— begin —

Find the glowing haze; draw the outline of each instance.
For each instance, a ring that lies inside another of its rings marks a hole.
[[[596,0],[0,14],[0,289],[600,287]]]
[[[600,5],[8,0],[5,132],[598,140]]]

— end —
— begin —

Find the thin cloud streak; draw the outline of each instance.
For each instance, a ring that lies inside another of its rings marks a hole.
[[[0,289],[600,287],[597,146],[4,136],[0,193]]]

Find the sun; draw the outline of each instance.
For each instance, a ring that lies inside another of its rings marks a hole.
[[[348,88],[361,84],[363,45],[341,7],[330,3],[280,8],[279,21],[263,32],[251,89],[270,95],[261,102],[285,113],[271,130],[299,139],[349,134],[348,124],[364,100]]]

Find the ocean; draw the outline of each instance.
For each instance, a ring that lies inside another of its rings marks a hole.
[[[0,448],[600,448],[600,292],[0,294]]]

— end —
— begin —

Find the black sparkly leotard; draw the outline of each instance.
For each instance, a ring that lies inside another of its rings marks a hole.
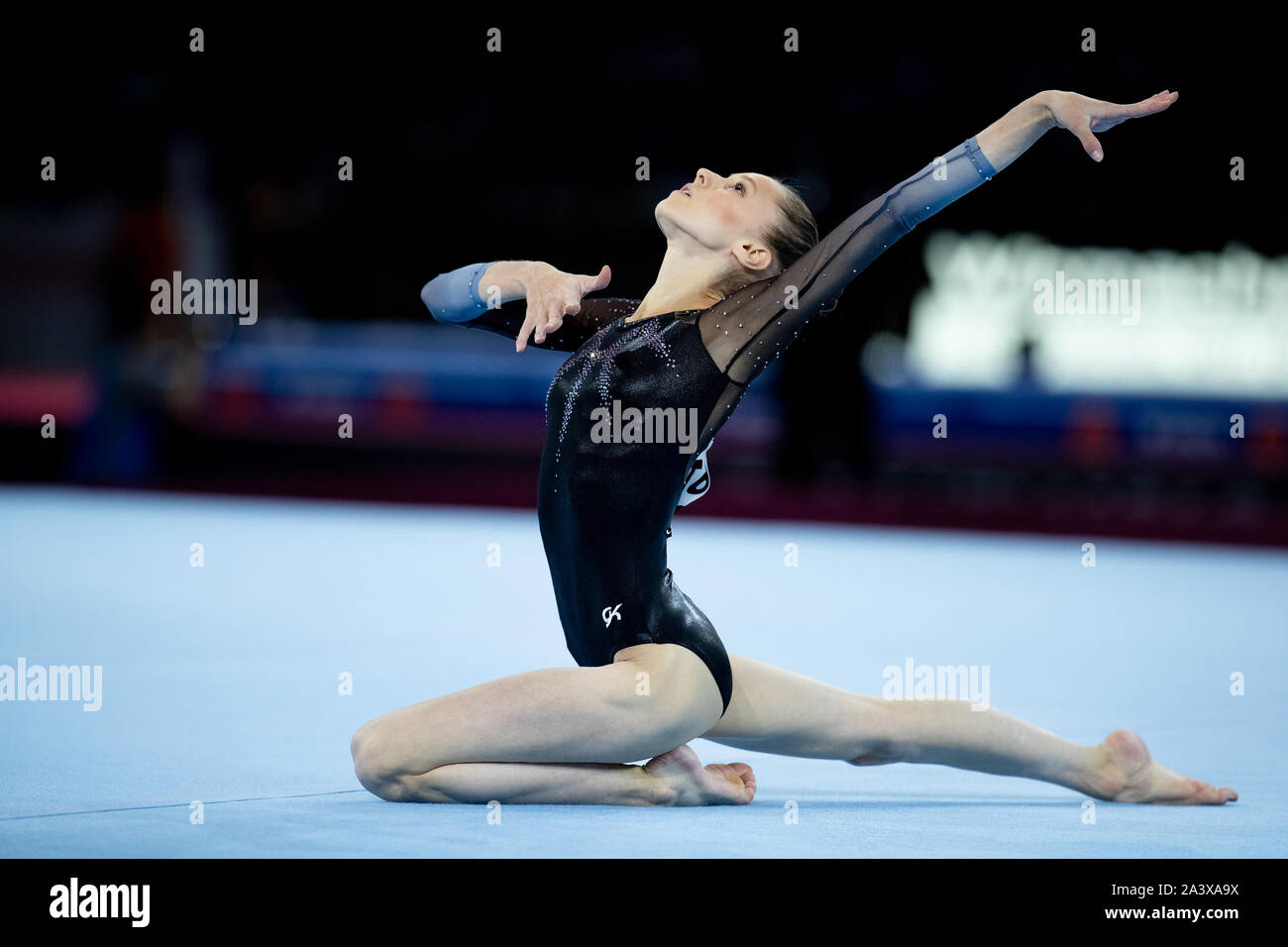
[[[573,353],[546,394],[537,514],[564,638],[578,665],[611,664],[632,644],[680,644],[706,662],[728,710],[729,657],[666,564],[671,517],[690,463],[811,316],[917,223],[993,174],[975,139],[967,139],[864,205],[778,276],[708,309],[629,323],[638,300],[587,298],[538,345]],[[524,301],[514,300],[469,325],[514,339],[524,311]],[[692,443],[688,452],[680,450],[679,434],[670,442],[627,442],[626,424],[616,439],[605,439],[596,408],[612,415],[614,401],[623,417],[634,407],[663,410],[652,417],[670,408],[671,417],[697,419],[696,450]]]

— end —

Exercise description:
Please change "ocean" to "sea" in the rows starting at the line that contains "Find the thin" and ending at the line that contains "[[[0,448],[600,448],[600,292],[0,294]]]", and give back only those rows with nothing else altered.

Expected answer:
Find the thin cloud streak; draw the outline of each instance.
For each instance, a ring that lies inside another of its rings marks a hole.
[[[0,289],[600,287],[597,146],[4,136],[0,193]]]

Find the sun; draw the outline of each instance.
For each instance, a ring that lies inside another of its rings marks a hole.
[[[348,88],[361,84],[363,45],[341,7],[330,3],[280,8],[279,21],[263,32],[251,89],[270,95],[261,102],[285,113],[271,130],[299,139],[349,134],[348,124],[364,100]]]

Find the sea; draw the outline of each instance.
For each instance, a ring that lies inside another of its rings marks a hole.
[[[0,448],[600,448],[600,292],[0,294]]]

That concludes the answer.